REQUIRED TASK: Count how many rows below contain the string "yellow". Give only that number.

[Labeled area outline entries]

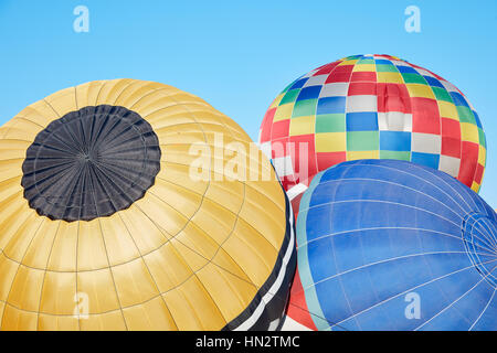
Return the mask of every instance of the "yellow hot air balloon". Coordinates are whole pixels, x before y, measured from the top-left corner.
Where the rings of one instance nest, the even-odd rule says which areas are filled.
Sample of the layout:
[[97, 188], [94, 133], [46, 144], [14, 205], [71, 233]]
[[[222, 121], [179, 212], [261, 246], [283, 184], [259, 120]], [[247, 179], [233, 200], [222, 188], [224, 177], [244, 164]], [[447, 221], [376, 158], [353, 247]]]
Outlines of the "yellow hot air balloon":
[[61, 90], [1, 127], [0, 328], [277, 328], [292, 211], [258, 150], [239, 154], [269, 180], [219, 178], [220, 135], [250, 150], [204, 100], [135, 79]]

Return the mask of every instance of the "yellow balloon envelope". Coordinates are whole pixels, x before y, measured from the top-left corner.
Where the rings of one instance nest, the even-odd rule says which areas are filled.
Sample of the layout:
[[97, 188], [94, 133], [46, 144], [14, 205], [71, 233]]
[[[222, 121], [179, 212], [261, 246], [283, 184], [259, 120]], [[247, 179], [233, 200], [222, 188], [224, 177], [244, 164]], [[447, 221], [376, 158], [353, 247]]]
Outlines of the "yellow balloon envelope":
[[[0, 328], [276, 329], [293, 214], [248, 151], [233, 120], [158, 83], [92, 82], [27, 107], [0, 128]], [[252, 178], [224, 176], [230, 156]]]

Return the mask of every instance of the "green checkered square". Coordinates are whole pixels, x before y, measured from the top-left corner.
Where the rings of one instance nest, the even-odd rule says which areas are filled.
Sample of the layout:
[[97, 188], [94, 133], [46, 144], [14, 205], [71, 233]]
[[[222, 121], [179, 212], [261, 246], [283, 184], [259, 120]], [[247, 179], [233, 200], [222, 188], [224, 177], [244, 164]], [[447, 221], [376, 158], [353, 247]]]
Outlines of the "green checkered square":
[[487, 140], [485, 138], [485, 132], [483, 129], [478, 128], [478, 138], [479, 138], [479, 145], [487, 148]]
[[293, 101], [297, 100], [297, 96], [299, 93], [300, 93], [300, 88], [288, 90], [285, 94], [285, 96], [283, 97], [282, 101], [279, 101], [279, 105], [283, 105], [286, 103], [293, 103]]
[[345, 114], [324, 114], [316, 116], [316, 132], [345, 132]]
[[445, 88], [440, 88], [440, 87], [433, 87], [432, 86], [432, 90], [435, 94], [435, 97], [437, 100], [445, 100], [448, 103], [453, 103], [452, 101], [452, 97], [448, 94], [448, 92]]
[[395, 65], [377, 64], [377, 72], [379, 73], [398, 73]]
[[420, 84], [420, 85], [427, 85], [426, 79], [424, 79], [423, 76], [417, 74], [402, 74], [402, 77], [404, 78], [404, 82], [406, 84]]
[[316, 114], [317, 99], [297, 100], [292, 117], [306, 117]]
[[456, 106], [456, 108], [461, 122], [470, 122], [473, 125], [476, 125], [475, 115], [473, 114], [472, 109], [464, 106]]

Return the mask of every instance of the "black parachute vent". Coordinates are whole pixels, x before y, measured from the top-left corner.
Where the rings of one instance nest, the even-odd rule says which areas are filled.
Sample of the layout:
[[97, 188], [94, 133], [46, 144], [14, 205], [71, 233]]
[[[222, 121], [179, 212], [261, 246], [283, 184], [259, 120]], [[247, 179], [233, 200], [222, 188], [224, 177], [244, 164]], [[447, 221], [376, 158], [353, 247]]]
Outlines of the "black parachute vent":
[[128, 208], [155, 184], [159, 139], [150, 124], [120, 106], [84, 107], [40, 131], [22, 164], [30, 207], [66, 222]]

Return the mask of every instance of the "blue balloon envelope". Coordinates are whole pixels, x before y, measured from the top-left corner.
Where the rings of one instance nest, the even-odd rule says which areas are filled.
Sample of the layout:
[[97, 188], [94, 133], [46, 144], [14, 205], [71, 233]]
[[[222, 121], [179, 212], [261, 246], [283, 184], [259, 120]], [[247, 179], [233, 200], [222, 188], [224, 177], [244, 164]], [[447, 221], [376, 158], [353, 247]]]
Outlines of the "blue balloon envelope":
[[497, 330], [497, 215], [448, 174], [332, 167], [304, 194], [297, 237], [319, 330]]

---

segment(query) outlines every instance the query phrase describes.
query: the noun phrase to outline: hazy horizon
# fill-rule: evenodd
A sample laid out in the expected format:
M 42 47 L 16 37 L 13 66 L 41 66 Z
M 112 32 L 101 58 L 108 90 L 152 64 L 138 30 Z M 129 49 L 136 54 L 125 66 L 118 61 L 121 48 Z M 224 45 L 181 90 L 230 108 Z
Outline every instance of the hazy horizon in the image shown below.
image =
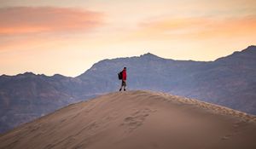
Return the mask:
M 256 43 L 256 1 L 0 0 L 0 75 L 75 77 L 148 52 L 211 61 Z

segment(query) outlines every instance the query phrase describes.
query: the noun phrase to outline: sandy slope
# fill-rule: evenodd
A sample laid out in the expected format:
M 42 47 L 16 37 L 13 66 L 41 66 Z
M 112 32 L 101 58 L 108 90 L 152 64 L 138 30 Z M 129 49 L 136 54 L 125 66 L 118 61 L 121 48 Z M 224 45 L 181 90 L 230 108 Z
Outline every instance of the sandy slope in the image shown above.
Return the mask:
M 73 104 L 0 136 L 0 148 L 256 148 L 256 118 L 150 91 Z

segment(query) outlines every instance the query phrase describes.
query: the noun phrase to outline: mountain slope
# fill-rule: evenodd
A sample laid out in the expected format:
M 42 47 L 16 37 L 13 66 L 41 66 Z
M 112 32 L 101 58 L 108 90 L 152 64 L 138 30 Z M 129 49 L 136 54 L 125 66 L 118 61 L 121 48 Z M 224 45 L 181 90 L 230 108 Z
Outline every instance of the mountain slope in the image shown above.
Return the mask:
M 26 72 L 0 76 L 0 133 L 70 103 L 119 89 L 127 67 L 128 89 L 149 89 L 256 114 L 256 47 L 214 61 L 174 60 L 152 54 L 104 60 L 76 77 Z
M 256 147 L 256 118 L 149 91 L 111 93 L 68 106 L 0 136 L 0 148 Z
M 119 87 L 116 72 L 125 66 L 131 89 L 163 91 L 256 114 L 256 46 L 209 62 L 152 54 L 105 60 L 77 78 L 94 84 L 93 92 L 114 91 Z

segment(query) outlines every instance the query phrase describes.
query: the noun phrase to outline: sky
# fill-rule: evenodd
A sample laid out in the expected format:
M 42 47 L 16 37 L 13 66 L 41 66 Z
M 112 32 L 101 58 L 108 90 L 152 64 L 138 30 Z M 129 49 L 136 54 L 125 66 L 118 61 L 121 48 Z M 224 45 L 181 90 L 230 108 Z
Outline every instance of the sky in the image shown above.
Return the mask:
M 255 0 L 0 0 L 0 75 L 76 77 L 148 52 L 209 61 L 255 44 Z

EXPECTED OUTPUT: 4